**Problem requirements:**
Render the entries below as a two-column CSV with the header columns "request" and "response", giving one row per entry: the entry's text in the first column and its answer in the second, each in a single double-quoted field with every line break replaced by a space. Omit the pictures.

**Data to use:**

◆ ◆ ◆ ◆ ◆ ◆ ◆

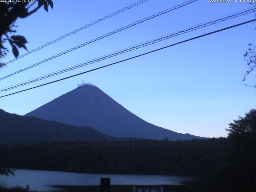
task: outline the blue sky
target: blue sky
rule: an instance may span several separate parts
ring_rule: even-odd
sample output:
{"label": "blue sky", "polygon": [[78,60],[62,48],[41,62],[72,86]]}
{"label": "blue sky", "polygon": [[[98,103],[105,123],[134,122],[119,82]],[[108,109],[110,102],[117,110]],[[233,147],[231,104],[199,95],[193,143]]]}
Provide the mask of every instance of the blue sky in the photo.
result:
{"label": "blue sky", "polygon": [[[32,50],[130,4],[136,0],[54,0],[53,10],[42,8],[18,20],[16,34]],[[149,0],[8,65],[0,76],[31,65],[185,1]],[[232,14],[248,3],[199,0],[130,28],[1,81],[1,88],[28,80],[114,51]],[[253,19],[253,14],[170,38],[49,78],[0,93],[12,93],[122,60],[162,46]],[[132,60],[0,99],[0,108],[24,115],[84,82],[95,84],[128,110],[156,125],[182,133],[226,136],[225,128],[255,108],[256,90],[242,82],[243,54],[255,44],[255,24],[249,24],[178,45]],[[6,45],[8,46],[8,45]],[[21,50],[20,54],[26,51]],[[12,53],[2,60],[14,58]],[[256,82],[255,73],[245,82]]]}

◆ ◆ ◆ ◆ ◆ ◆ ◆

**Reply:**
request,response
"task: outline the blue sky target: blue sky rule: an instance may span several separate parts ring_rule: even-odd sample output: {""label"": ""blue sky"", ""polygon"": [[78,60],[62,48],[41,62],[72,86]]} {""label"": ""blue sky"", ""polygon"": [[[98,103],[105,123],[134,122],[119,82]],[[108,109],[110,102],[117,110]],[[233,147],[231,104],[199,95],[193,143]]]} Provide the mask of every instance of the blue sky in the photo. result:","{""label"": ""blue sky"", ""polygon"": [[[32,50],[130,4],[136,0],[54,0],[53,10],[42,8],[18,20],[16,34]],[[149,0],[8,65],[0,76],[31,65],[185,1]],[[232,14],[248,3],[199,0],[130,28],[1,81],[1,88],[28,80],[114,51]],[[253,19],[253,14],[170,38],[49,78],[0,93],[12,93],[122,60],[162,46]],[[132,60],[0,99],[0,108],[24,115],[84,82],[95,84],[128,110],[156,125],[182,133],[226,136],[225,128],[255,108],[256,90],[242,82],[243,54],[255,44],[255,24],[249,24],[178,45]],[[6,45],[8,46],[8,45]],[[21,50],[20,54],[26,51]],[[12,53],[2,60],[14,58]],[[256,82],[255,73],[245,82]]]}"